» Task input
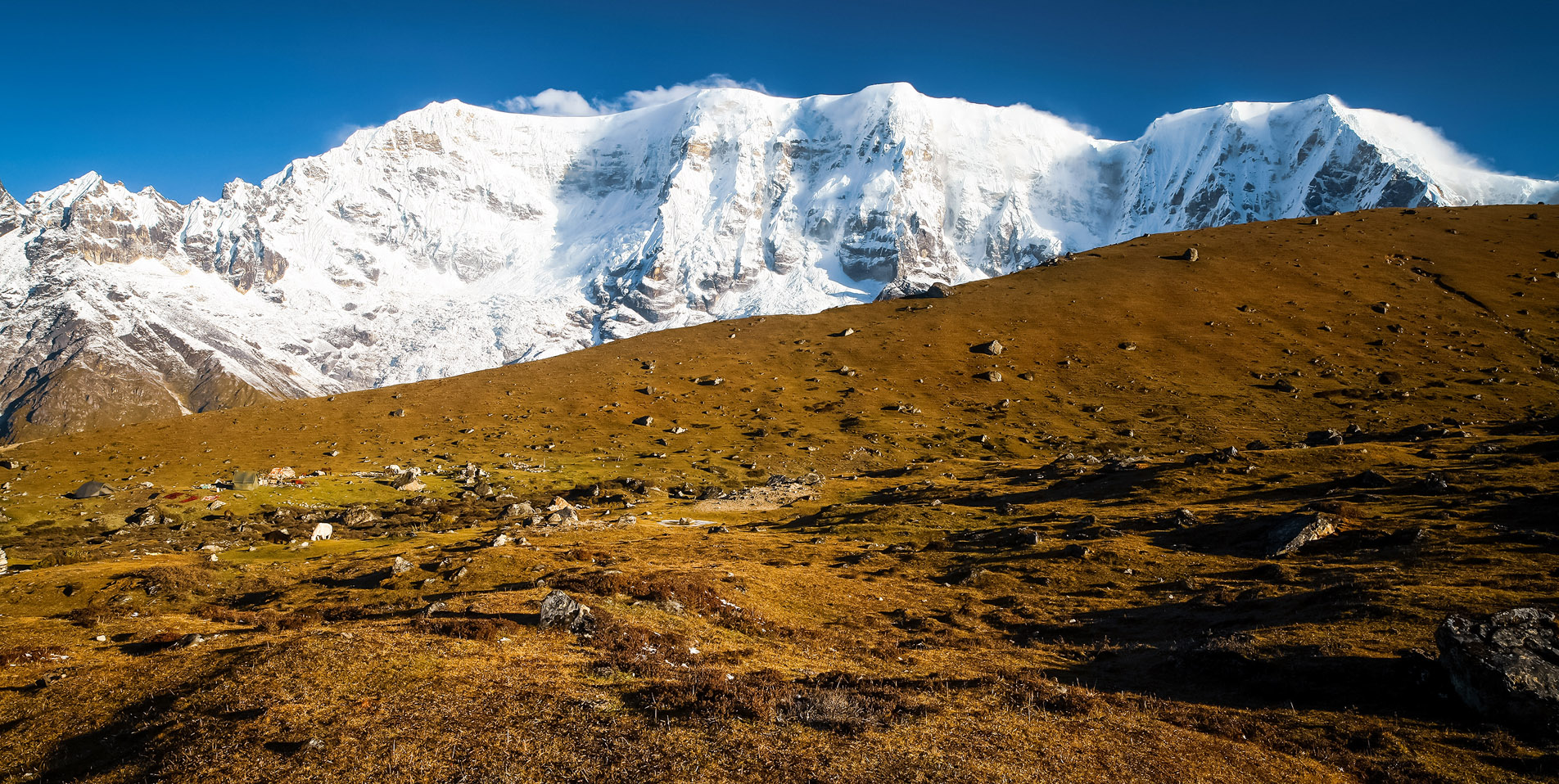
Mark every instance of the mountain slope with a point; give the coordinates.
(457, 237)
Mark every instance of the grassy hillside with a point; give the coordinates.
(987, 579)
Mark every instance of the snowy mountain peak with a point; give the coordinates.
(457, 237)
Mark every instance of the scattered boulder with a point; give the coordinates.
(1300, 530)
(357, 515)
(934, 292)
(1369, 479)
(1505, 666)
(1324, 439)
(403, 480)
(558, 610)
(91, 489)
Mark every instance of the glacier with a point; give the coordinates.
(460, 237)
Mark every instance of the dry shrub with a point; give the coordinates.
(638, 651)
(477, 629)
(63, 556)
(175, 582)
(30, 655)
(262, 620)
(94, 616)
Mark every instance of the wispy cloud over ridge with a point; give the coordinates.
(569, 103)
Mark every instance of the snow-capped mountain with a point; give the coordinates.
(459, 237)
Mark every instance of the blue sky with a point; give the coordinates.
(189, 96)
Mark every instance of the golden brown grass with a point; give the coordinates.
(893, 627)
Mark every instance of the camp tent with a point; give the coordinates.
(93, 489)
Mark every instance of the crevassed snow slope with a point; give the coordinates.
(457, 237)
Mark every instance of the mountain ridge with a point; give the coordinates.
(459, 237)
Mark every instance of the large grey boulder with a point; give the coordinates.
(1505, 666)
(1300, 530)
(558, 610)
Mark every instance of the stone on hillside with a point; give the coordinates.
(1300, 530)
(357, 515)
(1505, 666)
(558, 610)
(1324, 439)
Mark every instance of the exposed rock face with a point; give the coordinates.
(558, 610)
(1505, 666)
(1300, 530)
(457, 237)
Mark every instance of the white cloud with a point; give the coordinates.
(554, 101)
(658, 96)
(569, 103)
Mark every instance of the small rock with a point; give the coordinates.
(560, 610)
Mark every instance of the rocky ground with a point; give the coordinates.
(1205, 527)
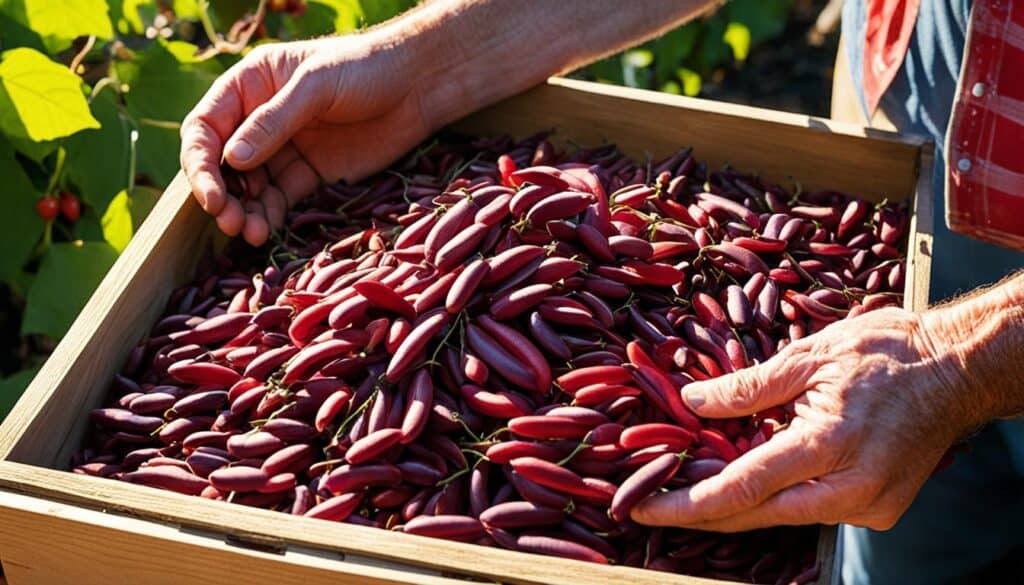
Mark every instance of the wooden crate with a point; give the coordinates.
(60, 528)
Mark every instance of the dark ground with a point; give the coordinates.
(786, 74)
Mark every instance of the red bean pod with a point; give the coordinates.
(643, 483)
(337, 508)
(239, 478)
(520, 514)
(414, 343)
(449, 527)
(166, 477)
(352, 477)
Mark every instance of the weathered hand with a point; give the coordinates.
(877, 405)
(293, 115)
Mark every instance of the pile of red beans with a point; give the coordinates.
(486, 343)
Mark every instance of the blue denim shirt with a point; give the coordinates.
(920, 101)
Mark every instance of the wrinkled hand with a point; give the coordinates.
(877, 406)
(293, 115)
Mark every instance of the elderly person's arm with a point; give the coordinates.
(293, 115)
(879, 400)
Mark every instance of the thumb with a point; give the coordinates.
(271, 125)
(753, 389)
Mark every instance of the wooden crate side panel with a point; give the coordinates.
(47, 423)
(165, 253)
(43, 542)
(821, 154)
(79, 492)
(920, 246)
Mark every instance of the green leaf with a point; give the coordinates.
(375, 11)
(157, 154)
(166, 80)
(39, 98)
(737, 36)
(97, 160)
(672, 87)
(131, 16)
(764, 19)
(20, 226)
(67, 278)
(117, 221)
(690, 81)
(672, 48)
(608, 70)
(126, 213)
(13, 31)
(638, 58)
(60, 22)
(186, 9)
(88, 227)
(325, 17)
(713, 50)
(33, 150)
(12, 387)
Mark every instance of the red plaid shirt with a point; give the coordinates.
(985, 138)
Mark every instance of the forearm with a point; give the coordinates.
(472, 53)
(982, 336)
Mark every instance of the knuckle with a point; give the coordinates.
(745, 494)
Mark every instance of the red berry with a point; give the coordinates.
(47, 207)
(71, 207)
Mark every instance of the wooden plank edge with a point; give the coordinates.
(107, 295)
(739, 111)
(916, 287)
(220, 517)
(31, 524)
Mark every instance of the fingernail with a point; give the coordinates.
(694, 399)
(242, 151)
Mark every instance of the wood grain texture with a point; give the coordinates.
(47, 424)
(821, 154)
(920, 247)
(467, 560)
(48, 543)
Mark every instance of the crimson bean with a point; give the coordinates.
(520, 514)
(643, 483)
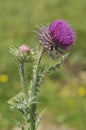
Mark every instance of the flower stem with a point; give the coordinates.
(22, 77)
(33, 89)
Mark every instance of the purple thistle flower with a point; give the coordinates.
(57, 37)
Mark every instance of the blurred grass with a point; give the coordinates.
(17, 21)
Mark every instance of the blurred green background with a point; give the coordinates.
(64, 91)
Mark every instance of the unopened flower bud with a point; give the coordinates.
(25, 48)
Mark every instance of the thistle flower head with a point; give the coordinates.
(57, 37)
(25, 48)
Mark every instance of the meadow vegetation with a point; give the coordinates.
(63, 92)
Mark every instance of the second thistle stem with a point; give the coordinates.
(22, 77)
(33, 89)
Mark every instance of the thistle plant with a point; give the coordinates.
(55, 40)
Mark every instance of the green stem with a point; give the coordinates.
(33, 89)
(22, 77)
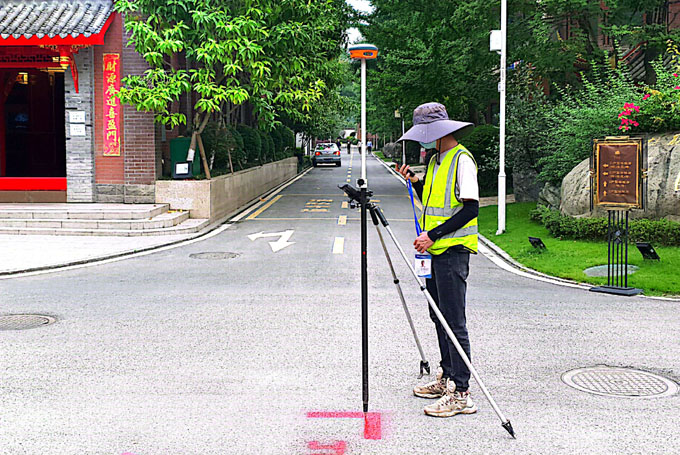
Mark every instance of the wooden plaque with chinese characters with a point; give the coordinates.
(111, 108)
(618, 173)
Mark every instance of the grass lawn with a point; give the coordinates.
(380, 155)
(568, 258)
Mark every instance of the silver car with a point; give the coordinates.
(326, 153)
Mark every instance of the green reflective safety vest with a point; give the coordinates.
(441, 202)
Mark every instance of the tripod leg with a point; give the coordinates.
(505, 422)
(424, 364)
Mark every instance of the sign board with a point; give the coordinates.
(76, 116)
(111, 105)
(76, 129)
(618, 173)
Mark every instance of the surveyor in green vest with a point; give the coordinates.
(450, 199)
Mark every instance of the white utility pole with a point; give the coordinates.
(501, 161)
(363, 124)
(400, 114)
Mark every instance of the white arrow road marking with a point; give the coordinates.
(277, 245)
(339, 245)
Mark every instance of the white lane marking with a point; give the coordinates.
(122, 257)
(339, 245)
(279, 244)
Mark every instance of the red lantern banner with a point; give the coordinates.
(111, 106)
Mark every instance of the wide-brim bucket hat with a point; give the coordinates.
(431, 122)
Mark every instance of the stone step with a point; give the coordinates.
(164, 220)
(82, 211)
(189, 226)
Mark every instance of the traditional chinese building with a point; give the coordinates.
(63, 137)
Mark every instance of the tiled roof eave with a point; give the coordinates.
(27, 22)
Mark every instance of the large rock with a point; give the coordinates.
(663, 196)
(550, 196)
(575, 192)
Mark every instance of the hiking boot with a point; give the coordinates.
(434, 389)
(452, 403)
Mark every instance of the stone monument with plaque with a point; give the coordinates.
(617, 182)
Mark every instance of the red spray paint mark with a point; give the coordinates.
(337, 448)
(372, 420)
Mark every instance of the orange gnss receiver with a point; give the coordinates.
(363, 51)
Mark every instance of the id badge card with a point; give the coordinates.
(423, 265)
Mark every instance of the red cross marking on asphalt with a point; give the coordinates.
(372, 420)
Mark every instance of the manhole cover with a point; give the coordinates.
(24, 321)
(215, 255)
(601, 270)
(619, 382)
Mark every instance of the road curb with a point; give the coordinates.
(515, 267)
(233, 217)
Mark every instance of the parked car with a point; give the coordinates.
(326, 153)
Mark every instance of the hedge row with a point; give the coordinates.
(249, 146)
(658, 232)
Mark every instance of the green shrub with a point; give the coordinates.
(662, 232)
(266, 153)
(277, 139)
(483, 144)
(581, 116)
(270, 145)
(218, 141)
(288, 142)
(252, 144)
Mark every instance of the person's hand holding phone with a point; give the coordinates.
(406, 172)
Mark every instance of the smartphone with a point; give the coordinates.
(410, 172)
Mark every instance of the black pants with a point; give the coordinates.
(447, 287)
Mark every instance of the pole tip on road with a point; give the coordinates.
(508, 427)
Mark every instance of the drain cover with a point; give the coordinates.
(24, 321)
(214, 255)
(619, 382)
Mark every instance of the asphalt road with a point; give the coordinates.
(166, 354)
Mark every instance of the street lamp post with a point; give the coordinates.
(364, 52)
(398, 114)
(499, 43)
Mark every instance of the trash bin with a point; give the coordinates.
(179, 147)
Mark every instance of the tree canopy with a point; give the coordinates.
(438, 50)
(277, 55)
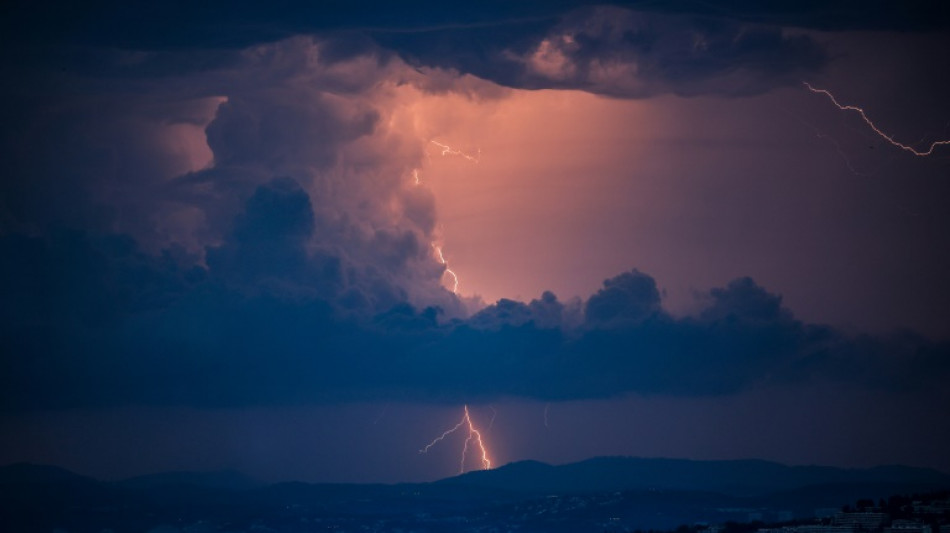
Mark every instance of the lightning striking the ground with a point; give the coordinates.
(876, 130)
(474, 436)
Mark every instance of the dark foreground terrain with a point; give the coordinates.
(604, 494)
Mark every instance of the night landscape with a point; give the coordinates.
(643, 266)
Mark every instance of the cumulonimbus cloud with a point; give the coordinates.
(286, 257)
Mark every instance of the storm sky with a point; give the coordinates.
(230, 236)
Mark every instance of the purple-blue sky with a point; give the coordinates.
(221, 234)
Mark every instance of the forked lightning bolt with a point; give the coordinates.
(446, 150)
(474, 436)
(876, 130)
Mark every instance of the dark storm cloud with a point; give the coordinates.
(92, 320)
(274, 273)
(624, 53)
(623, 49)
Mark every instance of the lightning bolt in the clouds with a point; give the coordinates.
(448, 150)
(474, 436)
(876, 130)
(455, 278)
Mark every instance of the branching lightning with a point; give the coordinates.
(873, 127)
(446, 150)
(474, 436)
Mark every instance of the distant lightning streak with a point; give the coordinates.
(877, 130)
(474, 436)
(448, 150)
(455, 278)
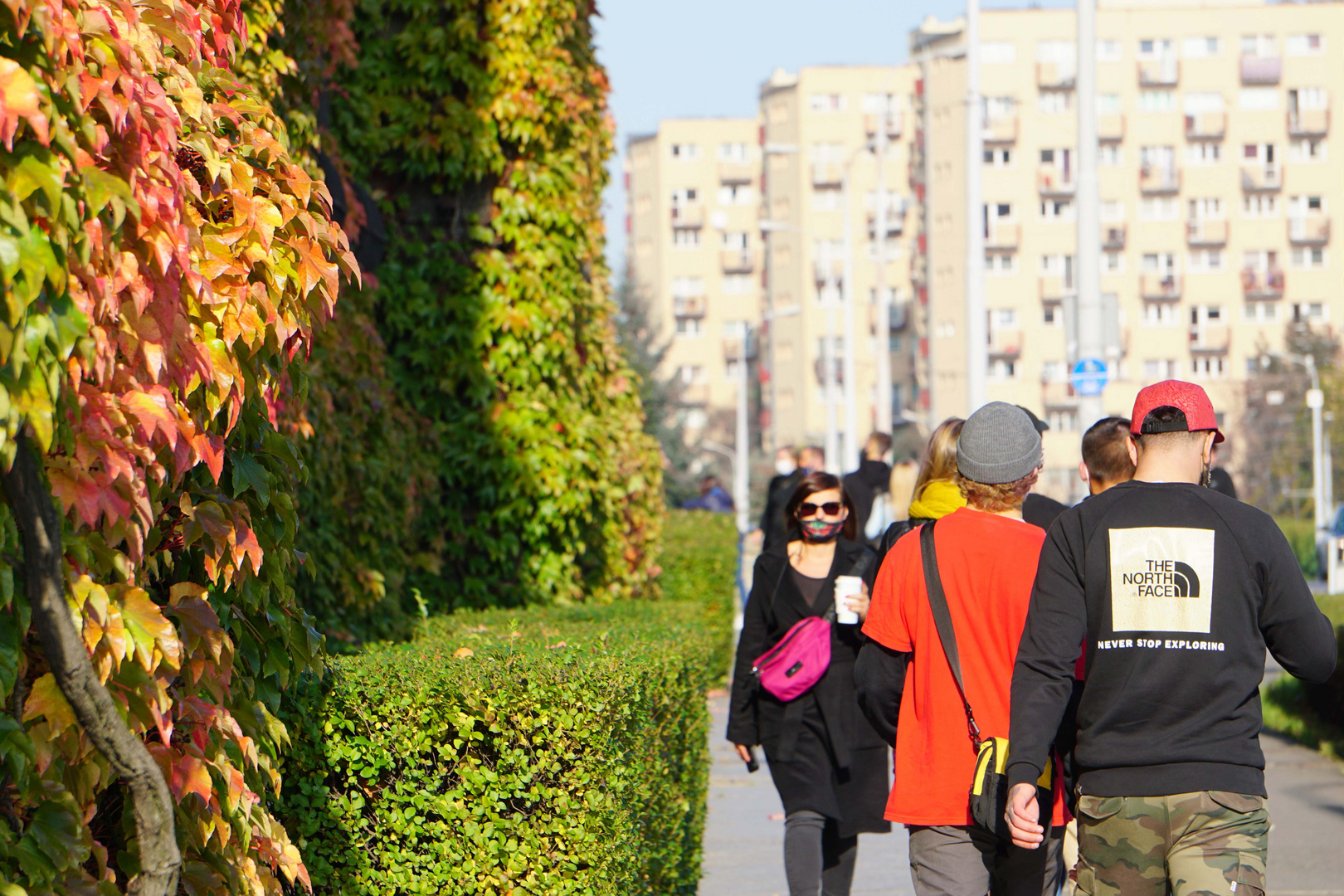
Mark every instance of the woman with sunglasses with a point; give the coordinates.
(825, 759)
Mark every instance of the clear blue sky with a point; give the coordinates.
(702, 58)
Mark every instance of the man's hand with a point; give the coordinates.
(1022, 816)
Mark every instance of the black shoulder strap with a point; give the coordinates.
(942, 620)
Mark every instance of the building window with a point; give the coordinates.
(1160, 314)
(1207, 261)
(1304, 45)
(1062, 419)
(1207, 368)
(686, 238)
(1203, 153)
(827, 102)
(1157, 101)
(1307, 151)
(1309, 258)
(1200, 47)
(1259, 206)
(1259, 312)
(689, 327)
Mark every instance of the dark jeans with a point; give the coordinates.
(958, 860)
(816, 857)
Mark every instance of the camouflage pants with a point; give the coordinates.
(1187, 844)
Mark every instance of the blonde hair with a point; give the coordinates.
(940, 458)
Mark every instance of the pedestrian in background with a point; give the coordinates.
(867, 486)
(936, 492)
(986, 555)
(827, 763)
(1107, 460)
(1175, 590)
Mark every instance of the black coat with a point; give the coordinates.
(777, 494)
(823, 752)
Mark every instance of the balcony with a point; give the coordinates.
(1003, 236)
(1001, 130)
(821, 271)
(1207, 125)
(1262, 284)
(827, 175)
(1313, 123)
(1309, 231)
(1057, 289)
(737, 261)
(1159, 288)
(737, 173)
(1159, 182)
(1262, 179)
(1261, 71)
(689, 305)
(1053, 75)
(894, 119)
(1055, 182)
(689, 217)
(1210, 340)
(1205, 232)
(1110, 129)
(1159, 73)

» The problem
Emit verbatim the lines running from the one with "Mark every instance of the dark jeans" through the last line of the data, both endpoints inclusive.

» Answer to the exercise
Mark every instance of the dark jeans with a point; give the coordinates.
(958, 860)
(816, 857)
Mark every instance of the camouflage pants with a point; give the coordinates.
(1187, 844)
Mark every instance of the blonde hair with a point; give the coordinates.
(940, 458)
Mark every instance of the pedestrian in background with a point; give the coordinates.
(867, 486)
(936, 492)
(986, 555)
(827, 763)
(1107, 460)
(1175, 590)
Mark every instance of the black coat with a point; give the coordinates.
(777, 494)
(823, 752)
Mark every instance of the balcony with a point; give the coordinates.
(1003, 236)
(1001, 130)
(821, 271)
(1207, 125)
(1262, 284)
(827, 175)
(1313, 123)
(1309, 231)
(1057, 289)
(737, 261)
(1159, 288)
(737, 173)
(1159, 182)
(1262, 179)
(1261, 71)
(689, 305)
(1053, 75)
(894, 119)
(1055, 182)
(689, 217)
(1210, 340)
(1205, 232)
(1110, 129)
(1159, 73)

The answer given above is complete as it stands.